(Direction)
The line containing "Objective — one dot per instance of the place" marks the start; return it and every line after it in the listing below, exactly, through the last.

[start Records]

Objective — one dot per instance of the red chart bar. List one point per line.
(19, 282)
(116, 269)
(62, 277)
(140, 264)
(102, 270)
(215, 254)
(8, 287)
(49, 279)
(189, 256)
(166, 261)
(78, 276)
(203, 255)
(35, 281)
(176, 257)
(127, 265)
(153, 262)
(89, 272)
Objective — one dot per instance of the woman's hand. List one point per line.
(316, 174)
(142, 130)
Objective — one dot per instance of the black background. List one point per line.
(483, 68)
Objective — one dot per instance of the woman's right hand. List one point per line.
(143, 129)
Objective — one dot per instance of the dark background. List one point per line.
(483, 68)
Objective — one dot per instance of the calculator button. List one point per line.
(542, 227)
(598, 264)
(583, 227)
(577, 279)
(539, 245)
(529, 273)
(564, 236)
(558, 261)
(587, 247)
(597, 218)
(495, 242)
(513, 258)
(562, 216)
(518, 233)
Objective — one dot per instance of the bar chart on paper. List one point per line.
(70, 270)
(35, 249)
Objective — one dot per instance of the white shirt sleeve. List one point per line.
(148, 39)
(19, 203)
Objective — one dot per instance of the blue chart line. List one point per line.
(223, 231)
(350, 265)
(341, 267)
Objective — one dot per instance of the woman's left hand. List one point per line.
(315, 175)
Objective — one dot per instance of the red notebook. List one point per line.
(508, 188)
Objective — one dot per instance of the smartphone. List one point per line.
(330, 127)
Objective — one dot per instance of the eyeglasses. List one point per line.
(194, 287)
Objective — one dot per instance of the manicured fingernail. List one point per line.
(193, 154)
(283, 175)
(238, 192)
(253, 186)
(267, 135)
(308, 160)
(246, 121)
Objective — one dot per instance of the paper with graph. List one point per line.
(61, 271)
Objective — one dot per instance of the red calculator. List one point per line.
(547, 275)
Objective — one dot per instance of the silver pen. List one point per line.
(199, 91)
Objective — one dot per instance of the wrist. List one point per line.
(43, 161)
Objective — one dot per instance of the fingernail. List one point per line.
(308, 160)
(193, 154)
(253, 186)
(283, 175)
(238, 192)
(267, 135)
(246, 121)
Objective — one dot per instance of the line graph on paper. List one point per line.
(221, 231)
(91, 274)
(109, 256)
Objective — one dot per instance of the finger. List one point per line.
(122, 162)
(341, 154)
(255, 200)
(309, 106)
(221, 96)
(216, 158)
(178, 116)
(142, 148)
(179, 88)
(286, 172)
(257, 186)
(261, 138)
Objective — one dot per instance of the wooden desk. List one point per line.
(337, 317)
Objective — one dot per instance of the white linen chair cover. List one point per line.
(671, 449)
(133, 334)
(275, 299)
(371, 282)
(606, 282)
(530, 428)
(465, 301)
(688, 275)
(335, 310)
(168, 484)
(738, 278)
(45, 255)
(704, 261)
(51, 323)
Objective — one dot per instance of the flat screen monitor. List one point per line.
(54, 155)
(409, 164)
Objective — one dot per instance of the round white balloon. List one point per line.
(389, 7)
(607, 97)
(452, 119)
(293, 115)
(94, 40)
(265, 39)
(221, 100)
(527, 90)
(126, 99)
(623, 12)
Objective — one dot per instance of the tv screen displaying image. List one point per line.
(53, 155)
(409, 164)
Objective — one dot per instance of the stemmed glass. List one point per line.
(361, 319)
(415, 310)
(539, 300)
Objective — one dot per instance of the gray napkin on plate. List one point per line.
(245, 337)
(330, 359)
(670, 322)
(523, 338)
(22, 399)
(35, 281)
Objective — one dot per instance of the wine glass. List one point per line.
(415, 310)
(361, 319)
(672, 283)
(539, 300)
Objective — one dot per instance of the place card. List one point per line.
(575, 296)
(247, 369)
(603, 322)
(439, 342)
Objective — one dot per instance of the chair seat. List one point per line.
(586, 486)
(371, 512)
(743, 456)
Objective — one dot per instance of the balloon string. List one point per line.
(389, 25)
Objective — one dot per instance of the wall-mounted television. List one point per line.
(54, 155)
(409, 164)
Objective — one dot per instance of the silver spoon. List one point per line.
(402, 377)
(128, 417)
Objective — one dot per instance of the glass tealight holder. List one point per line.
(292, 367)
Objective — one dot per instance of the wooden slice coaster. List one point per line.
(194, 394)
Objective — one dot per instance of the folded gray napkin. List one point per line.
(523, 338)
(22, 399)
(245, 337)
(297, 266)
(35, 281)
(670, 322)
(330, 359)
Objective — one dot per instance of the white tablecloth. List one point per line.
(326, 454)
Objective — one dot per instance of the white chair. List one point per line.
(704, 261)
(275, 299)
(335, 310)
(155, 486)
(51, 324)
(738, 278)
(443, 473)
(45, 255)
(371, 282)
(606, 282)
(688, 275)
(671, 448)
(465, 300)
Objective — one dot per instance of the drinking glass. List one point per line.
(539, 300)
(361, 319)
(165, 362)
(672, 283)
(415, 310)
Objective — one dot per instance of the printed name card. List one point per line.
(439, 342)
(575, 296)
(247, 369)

[end Records]

(Correct answer)
Objective — one dot per instance of the place card. List one point per line.
(575, 296)
(247, 369)
(603, 322)
(439, 342)
Objective — one dot per instance of the chair seat. List one point per line.
(586, 486)
(371, 512)
(743, 456)
Objective — one dot per instance of the balloon string. List one point per line.
(389, 25)
Objective — one dot per instance of the wall-mounted television. List one point per line.
(54, 155)
(409, 164)
Objective — one dot per instance of the silver spoon. List one point per line.
(402, 377)
(128, 417)
Objective — one dot per instance of the glass tealight holder. List one point per line.
(292, 367)
Objective — one dot per instance of the wooden slice coaster. List one point per line.
(194, 394)
Objective — one dot per instance of the folded gray napkin. List one point per line.
(523, 338)
(22, 399)
(245, 337)
(297, 266)
(35, 281)
(670, 322)
(330, 359)
Objective — one dot per instance of the white tablecloth. List one point per line.
(326, 454)
Objective — one dot per instance of the white chair. List one point per line.
(704, 261)
(275, 299)
(335, 310)
(155, 486)
(51, 324)
(738, 278)
(443, 473)
(45, 255)
(371, 282)
(606, 282)
(688, 275)
(671, 448)
(465, 300)
Objective — one dot per instance of the drinking glass. List one point per line.
(539, 300)
(361, 319)
(165, 362)
(672, 283)
(415, 310)
Objective — one dot per instance of the printed name card. List one point per line.
(439, 342)
(575, 296)
(247, 369)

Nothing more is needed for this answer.